▶ _DOCUMENT TEXT_:
───

For species level phenology observation, eight native perennial species which maximally represented the plant community assemble is recorded during the study period. These species accounted for 86.89% and 83.26% of the relative contributions to coverage and community biomass, based on their leaf out time, they were classified into three functional groups: early spring, mid spring and late spring species (Table 2). The intermediate date between first recorded date and the date of the preceding survey when the event was not recorded as the start date, and vice versa for determining the end date. For example, if the initial observation of leaf-out occurred on 26 April, and the preceding survey on 22 April did not record this event, then the estimated leaf-out date would be 24 April, which is the midpoint between the two dates (Li et al., 2016). The duration of each phenological event was the number of days between the start and ending date. Here the growing season was defined as the period from leaf onset to complete leaf senescence, while the reproductive season was defined as the interval from the first flowering to first fruit set.
Based on previous study (Li et al., 2016; Meng et al., 2017) and well-known BBCH (Biologische Bundesanstalt, Bundessortenamt und CHemische Industrie) guidance (Meier et al., 2009), we selected 7 sequential and hierarchical phenological events in monitoring (Table 1). Because of low growing season temperature and rare pollinators, the flowering rate of native species is relatively low, most species also reproduce clonally (Lagotis glauca Gaertn for instance), in order to ensure the quality of phenological monitoring, more than 10 individuals for each species were marked in previous year. Once flower buds were noticed, the individual will be monitored as follows, if the individual fails to enter the reproductive phase, we choose another individual in monitoring, the data was averaged of all the selected individuals for each species we choose.

───

▶ _CHECK YOUR UNDERSTANDING_:
1. List the functional groups into which the phenology methods text classifies the observed species.
2. Please write a continuation of the phenology methods text, starting after its final sentence.

▶ _PROVIDED DATA_:
───

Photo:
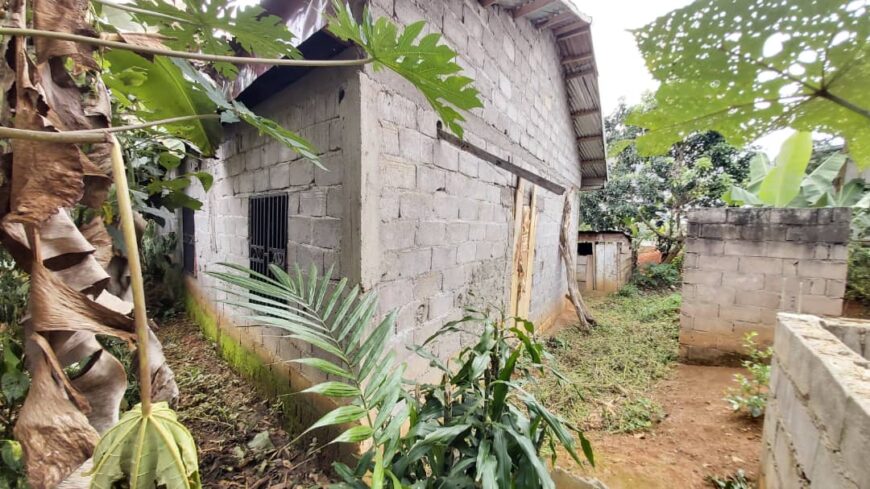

───

▶ _RESULTS OF THE TASKS_:
1. Early spring species, mid spring species, late spring species

2.
In addition, air temperature near soil surface, soil moisture and temperature at 10 cm depth were recorded at an interval of 1 min using Decagon 5TM sensors (Decagon Devices, Pullman, Washington, USA). The logger auto calculated and saved the data on 30-minute averages across the whole year, and three replicates were designed for each treatment in this study. Mean annual solar radiation data are derived from the WorldClim Version 2.0 dataset (www.worldclim.org).
For each phenological event at both community and species levels, its temperature sensitivity is calculated as the difference of phenological date to that of air temperatures between control and treatment plots (Δdays ℃-1). In addition, for a given phenological stage, we also computed phenological niche breadth as the length between the earliest species to that of the latest species in community.